# What the task requires
How many lines of the records that follow contain the string "below"? Reply with the number alone.

# Records for this exercise
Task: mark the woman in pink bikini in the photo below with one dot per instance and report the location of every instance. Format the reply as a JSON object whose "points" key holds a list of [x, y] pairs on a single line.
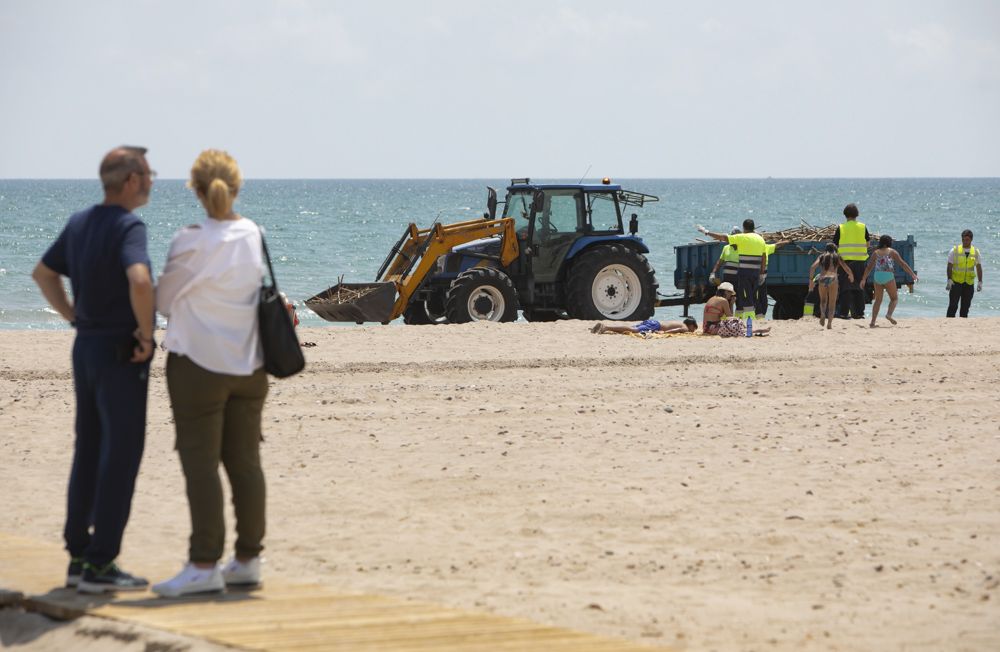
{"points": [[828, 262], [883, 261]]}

* * *

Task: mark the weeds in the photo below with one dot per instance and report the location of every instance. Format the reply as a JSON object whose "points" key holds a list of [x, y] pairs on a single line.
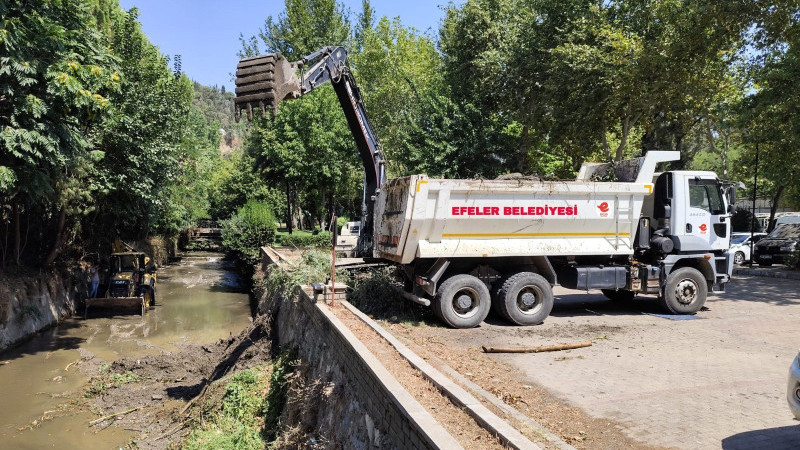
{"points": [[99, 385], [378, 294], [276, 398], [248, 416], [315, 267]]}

==

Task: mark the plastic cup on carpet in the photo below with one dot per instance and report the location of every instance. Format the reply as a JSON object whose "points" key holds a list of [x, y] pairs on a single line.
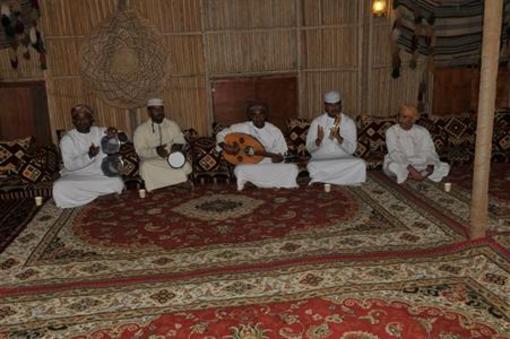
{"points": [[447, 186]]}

# Completed exercise
3